▶ WHAT YOU HAVE TO DO
Write out each record again exactly as it stands.

▶ DATASET EXTRACT
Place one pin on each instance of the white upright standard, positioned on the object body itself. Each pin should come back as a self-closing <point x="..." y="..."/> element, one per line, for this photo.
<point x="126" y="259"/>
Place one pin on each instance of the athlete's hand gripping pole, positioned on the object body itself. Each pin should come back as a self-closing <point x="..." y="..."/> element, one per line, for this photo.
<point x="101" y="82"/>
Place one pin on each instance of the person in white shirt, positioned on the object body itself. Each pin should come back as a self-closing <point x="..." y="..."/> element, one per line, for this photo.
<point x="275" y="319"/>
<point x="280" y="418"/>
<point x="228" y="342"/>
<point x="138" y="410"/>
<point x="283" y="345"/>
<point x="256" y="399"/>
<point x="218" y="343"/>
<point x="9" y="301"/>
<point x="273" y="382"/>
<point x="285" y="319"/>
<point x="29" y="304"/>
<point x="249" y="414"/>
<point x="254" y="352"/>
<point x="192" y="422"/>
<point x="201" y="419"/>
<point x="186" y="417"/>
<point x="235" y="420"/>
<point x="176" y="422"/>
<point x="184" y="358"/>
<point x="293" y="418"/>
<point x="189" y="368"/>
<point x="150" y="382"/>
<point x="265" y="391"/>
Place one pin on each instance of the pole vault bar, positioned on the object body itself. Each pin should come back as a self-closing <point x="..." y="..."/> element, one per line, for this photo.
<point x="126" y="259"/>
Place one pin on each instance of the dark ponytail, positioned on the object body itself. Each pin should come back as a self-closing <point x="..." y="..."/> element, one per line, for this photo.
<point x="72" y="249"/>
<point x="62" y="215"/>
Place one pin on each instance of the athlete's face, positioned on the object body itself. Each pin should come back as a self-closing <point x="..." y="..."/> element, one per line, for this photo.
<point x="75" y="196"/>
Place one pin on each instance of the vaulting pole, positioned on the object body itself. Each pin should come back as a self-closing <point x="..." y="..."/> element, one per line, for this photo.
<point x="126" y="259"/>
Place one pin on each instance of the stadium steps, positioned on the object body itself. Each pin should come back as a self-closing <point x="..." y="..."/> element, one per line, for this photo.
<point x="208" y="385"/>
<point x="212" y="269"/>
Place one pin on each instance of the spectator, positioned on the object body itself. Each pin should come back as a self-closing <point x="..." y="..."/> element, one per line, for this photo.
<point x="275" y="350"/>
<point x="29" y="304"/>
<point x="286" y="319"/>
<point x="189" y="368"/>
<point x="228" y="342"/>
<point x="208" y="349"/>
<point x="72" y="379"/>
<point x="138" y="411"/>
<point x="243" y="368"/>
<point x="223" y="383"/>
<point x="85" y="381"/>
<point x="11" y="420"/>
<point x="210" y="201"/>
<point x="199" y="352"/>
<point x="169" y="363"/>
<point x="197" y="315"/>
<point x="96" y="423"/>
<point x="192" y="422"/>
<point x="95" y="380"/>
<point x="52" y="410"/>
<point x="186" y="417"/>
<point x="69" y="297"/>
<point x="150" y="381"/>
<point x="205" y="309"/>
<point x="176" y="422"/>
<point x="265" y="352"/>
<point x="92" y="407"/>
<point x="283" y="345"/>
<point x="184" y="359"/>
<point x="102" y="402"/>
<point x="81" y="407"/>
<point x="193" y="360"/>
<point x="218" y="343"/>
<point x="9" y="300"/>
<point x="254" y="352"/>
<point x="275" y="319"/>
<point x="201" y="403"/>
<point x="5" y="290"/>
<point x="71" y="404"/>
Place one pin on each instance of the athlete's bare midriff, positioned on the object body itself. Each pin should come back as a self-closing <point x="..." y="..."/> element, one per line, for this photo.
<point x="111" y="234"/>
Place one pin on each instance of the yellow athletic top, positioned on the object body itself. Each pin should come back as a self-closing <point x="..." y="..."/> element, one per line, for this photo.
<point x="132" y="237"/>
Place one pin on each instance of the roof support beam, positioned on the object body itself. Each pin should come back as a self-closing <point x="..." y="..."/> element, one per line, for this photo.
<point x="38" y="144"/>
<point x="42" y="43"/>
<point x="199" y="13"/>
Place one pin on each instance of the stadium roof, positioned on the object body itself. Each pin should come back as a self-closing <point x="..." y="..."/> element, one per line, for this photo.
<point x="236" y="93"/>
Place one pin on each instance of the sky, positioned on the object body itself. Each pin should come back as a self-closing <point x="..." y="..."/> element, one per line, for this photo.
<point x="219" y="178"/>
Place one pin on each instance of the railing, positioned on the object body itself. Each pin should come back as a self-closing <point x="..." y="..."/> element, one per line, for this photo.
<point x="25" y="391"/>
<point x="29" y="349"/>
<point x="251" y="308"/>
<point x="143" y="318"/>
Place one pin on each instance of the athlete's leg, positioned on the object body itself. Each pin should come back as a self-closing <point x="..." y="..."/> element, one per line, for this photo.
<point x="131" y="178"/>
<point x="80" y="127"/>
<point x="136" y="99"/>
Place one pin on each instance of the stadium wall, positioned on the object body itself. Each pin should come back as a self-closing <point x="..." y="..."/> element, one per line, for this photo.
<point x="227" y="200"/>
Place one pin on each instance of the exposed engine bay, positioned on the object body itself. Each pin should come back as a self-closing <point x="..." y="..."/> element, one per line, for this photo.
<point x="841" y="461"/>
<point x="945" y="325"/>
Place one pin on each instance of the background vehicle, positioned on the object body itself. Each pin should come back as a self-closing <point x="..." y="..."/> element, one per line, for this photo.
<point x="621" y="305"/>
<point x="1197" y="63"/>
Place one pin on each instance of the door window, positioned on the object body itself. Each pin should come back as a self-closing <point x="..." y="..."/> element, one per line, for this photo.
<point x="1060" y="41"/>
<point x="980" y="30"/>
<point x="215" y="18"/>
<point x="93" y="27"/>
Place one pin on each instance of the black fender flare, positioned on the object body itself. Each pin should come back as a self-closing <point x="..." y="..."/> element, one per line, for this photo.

▶ EXPECTED ANSWER
Place one pin on each instance of the white upright standard, positioned on the object body itself. Each pin should come back as a self-closing <point x="..." y="..."/> element, one per line, for this photo.
<point x="126" y="259"/>
Place one pin on each instance of the athlete's hand gripping pole, positioned on the object body itself. Each pin should come back as a self-closing <point x="..." y="..."/> element, one per line, for this photo.
<point x="101" y="82"/>
Place one pin on each instance of the person in white shirt, positioned on the object body itself. Each pin should come back as a self-closing <point x="..." y="..."/> element, one per line, for this photo.
<point x="275" y="319"/>
<point x="280" y="418"/>
<point x="228" y="342"/>
<point x="138" y="410"/>
<point x="283" y="345"/>
<point x="256" y="399"/>
<point x="218" y="343"/>
<point x="9" y="301"/>
<point x="273" y="382"/>
<point x="285" y="319"/>
<point x="29" y="304"/>
<point x="249" y="414"/>
<point x="254" y="352"/>
<point x="192" y="422"/>
<point x="201" y="419"/>
<point x="186" y="417"/>
<point x="235" y="420"/>
<point x="176" y="422"/>
<point x="184" y="358"/>
<point x="293" y="418"/>
<point x="189" y="368"/>
<point x="150" y="382"/>
<point x="265" y="391"/>
Place one pin on each instance of the pole vault bar, positioned on the object body itself. Each pin should come back as a self-closing <point x="..." y="..."/> element, one per line, for this photo.
<point x="126" y="259"/>
Place one pin on each instance of the dark ponytail, positioned on the object body itself. Each pin should come back as a self-closing <point x="..." y="..."/> element, one per line, for this photo.
<point x="72" y="249"/>
<point x="62" y="215"/>
Place one pin on each instance of the athlete's face, positioned on the object body itself. Each pin should come back as a self-closing <point x="..." y="..."/> element, one per line, for this photo.
<point x="75" y="196"/>
Place one pin on each instance of the vaulting pole, positioned on the object body itself. Each pin should come back as a self-closing <point x="..." y="..."/> element, one per line, for this photo.
<point x="126" y="259"/>
Place one pin on each instance of the stadium steps, positioned on the object body itself. Each pin should come back as a self-closing <point x="..." y="..."/> element, one per line, for this photo.
<point x="208" y="385"/>
<point x="212" y="269"/>
Place one pin on each instance of the spectator, positioned on the object body itself. Each pin should come back as a self-closing <point x="..." y="..."/> element, one per line, for this photo.
<point x="275" y="350"/>
<point x="29" y="304"/>
<point x="286" y="319"/>
<point x="189" y="368"/>
<point x="228" y="342"/>
<point x="208" y="349"/>
<point x="72" y="379"/>
<point x="138" y="411"/>
<point x="243" y="368"/>
<point x="223" y="383"/>
<point x="85" y="381"/>
<point x="11" y="420"/>
<point x="210" y="201"/>
<point x="199" y="352"/>
<point x="169" y="363"/>
<point x="197" y="315"/>
<point x="96" y="423"/>
<point x="192" y="422"/>
<point x="95" y="380"/>
<point x="52" y="410"/>
<point x="186" y="417"/>
<point x="69" y="297"/>
<point x="150" y="381"/>
<point x="205" y="309"/>
<point x="176" y="422"/>
<point x="265" y="352"/>
<point x="92" y="407"/>
<point x="283" y="345"/>
<point x="184" y="359"/>
<point x="102" y="402"/>
<point x="81" y="407"/>
<point x="193" y="360"/>
<point x="218" y="343"/>
<point x="9" y="300"/>
<point x="254" y="352"/>
<point x="275" y="319"/>
<point x="201" y="403"/>
<point x="5" y="290"/>
<point x="71" y="404"/>
Place one pin on each instance of the athlete's bare midriff, positioned on the object body itself. Each pin should come back as a self-closing <point x="..." y="..."/> element, one per line, for this photo.
<point x="111" y="234"/>
Place one pin on each instance of the yellow athletic top, positioned on the object body itself. Each pin should come back as a self-closing <point x="..." y="..."/> element, one per line, for this photo.
<point x="132" y="237"/>
Place one pin on each instance of the roof support beam, positioned on the object body itself. Each pin should come back as a self-closing <point x="..." y="..."/> element, one per line, for this photo.
<point x="38" y="144"/>
<point x="42" y="43"/>
<point x="199" y="13"/>
Place one pin on each instance of the stadium roof, positioned on the object body itself. Each pin should come back as a self-closing <point x="..." y="..."/> element, one per line, for this photo.
<point x="236" y="93"/>
Place one pin on each instance of the sky, positioned on the object body itself. Each pin should come back as a self-closing <point x="..." y="..."/> element, one per line, for this photo.
<point x="219" y="178"/>
Place one pin on each instance of the railing, positioned on the object body itself. Each pin should come back as a self-closing <point x="..." y="..."/> element, one per line, for this photo.
<point x="25" y="391"/>
<point x="29" y="349"/>
<point x="251" y="308"/>
<point x="143" y="318"/>
Place one pin on each instance of the athlete's leg, positioned on the object body itself. Each pin should come back as a self-closing <point x="..." y="..."/> element, one per line, for this photo.
<point x="131" y="178"/>
<point x="80" y="127"/>
<point x="136" y="99"/>
Place one pin on each instance of the stadium wall, positioned on the object body itself. Each pin should come back as a self-closing <point x="..." y="..."/> element, one per line, for this photo.
<point x="227" y="200"/>
Place one pin on each instance of the exposed engine bay, positioned on the object body itself. Each pin should come back as a self-closing <point x="..." y="..."/> element, one per line, for this photo.
<point x="841" y="461"/>
<point x="945" y="325"/>
Place one pin on each instance of the background vehicle, positioned on the object body itself. Each pin should come back as a self-closing <point x="..." y="..."/> element, one per line, for this photo.
<point x="621" y="305"/>
<point x="1197" y="63"/>
Place one pin on each instance of the door window, positioned on the object body itself. Each pin should come back as a self-closing <point x="..." y="..."/> element, one per line, for this photo.
<point x="1060" y="41"/>
<point x="980" y="30"/>
<point x="215" y="18"/>
<point x="93" y="27"/>
Place one pin on each instance of the black fender flare, positioned on the object body itself. Each pin should come back as a self-closing <point x="..." y="..."/> element, one per line, for this photo.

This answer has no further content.